[START]
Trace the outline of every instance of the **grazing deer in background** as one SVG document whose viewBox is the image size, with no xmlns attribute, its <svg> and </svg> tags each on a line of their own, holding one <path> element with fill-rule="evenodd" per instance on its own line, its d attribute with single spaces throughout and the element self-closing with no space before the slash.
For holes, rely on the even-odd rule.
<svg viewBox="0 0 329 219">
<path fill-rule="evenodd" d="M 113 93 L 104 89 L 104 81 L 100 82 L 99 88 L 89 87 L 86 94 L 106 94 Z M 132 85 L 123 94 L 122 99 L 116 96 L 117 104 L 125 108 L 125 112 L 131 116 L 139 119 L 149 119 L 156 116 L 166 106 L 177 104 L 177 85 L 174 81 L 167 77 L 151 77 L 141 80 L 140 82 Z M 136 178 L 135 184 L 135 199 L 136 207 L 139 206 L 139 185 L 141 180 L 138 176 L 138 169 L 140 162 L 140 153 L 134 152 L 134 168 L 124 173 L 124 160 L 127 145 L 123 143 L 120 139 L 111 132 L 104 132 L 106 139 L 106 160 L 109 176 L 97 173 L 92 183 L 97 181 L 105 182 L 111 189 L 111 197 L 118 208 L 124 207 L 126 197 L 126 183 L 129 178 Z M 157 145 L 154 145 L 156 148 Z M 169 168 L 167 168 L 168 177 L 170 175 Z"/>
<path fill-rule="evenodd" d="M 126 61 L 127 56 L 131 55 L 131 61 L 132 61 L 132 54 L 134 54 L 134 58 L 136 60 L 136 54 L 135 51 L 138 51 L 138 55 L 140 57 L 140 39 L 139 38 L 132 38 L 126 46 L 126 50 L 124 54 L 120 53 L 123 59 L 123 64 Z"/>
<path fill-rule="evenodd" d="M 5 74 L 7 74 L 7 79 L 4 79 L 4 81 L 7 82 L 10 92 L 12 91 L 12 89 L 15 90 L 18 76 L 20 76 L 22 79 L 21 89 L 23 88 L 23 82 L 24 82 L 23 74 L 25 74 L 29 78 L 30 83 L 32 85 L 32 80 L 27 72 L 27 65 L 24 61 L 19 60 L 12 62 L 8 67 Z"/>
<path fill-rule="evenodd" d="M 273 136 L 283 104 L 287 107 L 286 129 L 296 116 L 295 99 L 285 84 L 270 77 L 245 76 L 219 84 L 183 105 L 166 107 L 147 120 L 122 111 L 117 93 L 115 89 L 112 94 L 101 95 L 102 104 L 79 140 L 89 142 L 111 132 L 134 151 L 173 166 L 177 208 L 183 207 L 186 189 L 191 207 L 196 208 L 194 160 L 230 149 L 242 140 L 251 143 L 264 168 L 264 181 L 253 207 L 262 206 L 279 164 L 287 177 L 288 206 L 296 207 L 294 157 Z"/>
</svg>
[END]
### [What the exercise asks]
Rewrite the listing with "grazing deer in background" changed to "standing deer near the trees", leaving everything else as it stands.

### [Exercise answer]
Trace the outline of every instance of the **standing deer near the trees** as one SVG document whose viewBox is the image size, with no xmlns attribute, its <svg> and </svg> tags each on a line of their own, holding one <path> element with fill-rule="evenodd" per instance on its own line, its d attribute with single spaces throughout and the element self-closing with no space before the slash.
For holes, rely on the even-odd rule.
<svg viewBox="0 0 329 219">
<path fill-rule="evenodd" d="M 113 93 L 104 89 L 104 81 L 100 82 L 99 88 L 89 87 L 86 94 L 106 94 Z M 132 85 L 123 94 L 122 99 L 116 96 L 117 104 L 125 108 L 125 112 L 131 116 L 139 119 L 149 119 L 156 116 L 166 106 L 177 104 L 177 85 L 174 81 L 167 77 L 151 77 L 141 80 L 140 82 Z M 136 178 L 135 184 L 135 199 L 136 207 L 139 206 L 139 185 L 141 180 L 138 176 L 138 169 L 140 162 L 140 153 L 134 152 L 134 168 L 124 173 L 124 160 L 127 145 L 123 143 L 120 139 L 111 132 L 104 132 L 106 139 L 106 160 L 109 176 L 97 173 L 92 183 L 97 181 L 105 182 L 111 189 L 111 197 L 118 208 L 124 207 L 126 197 L 126 183 L 129 178 Z M 157 145 L 154 145 L 156 148 Z M 169 168 L 167 168 L 168 177 L 170 175 Z"/>
<path fill-rule="evenodd" d="M 126 61 L 127 56 L 131 55 L 131 61 L 132 61 L 132 54 L 134 54 L 134 58 L 136 60 L 136 54 L 135 51 L 138 51 L 138 55 L 140 57 L 140 39 L 139 38 L 132 38 L 126 46 L 126 50 L 124 54 L 120 53 L 123 59 L 123 64 Z"/>
<path fill-rule="evenodd" d="M 5 74 L 7 74 L 7 79 L 4 79 L 4 81 L 7 82 L 10 92 L 12 91 L 12 89 L 15 90 L 18 76 L 20 76 L 22 79 L 21 89 L 23 88 L 23 82 L 24 82 L 23 74 L 25 74 L 29 78 L 30 83 L 32 85 L 32 80 L 27 72 L 27 65 L 24 61 L 19 60 L 12 62 L 8 67 Z"/>
<path fill-rule="evenodd" d="M 273 136 L 283 104 L 287 107 L 286 129 L 296 116 L 295 99 L 285 84 L 270 77 L 245 76 L 219 84 L 183 105 L 166 107 L 147 120 L 122 111 L 117 93 L 115 89 L 112 94 L 101 95 L 102 104 L 79 140 L 89 142 L 111 132 L 134 151 L 173 166 L 177 208 L 183 207 L 186 189 L 191 207 L 196 208 L 194 160 L 230 149 L 242 140 L 251 143 L 264 168 L 264 181 L 253 207 L 262 206 L 279 164 L 287 177 L 288 206 L 296 207 L 294 157 Z"/>
</svg>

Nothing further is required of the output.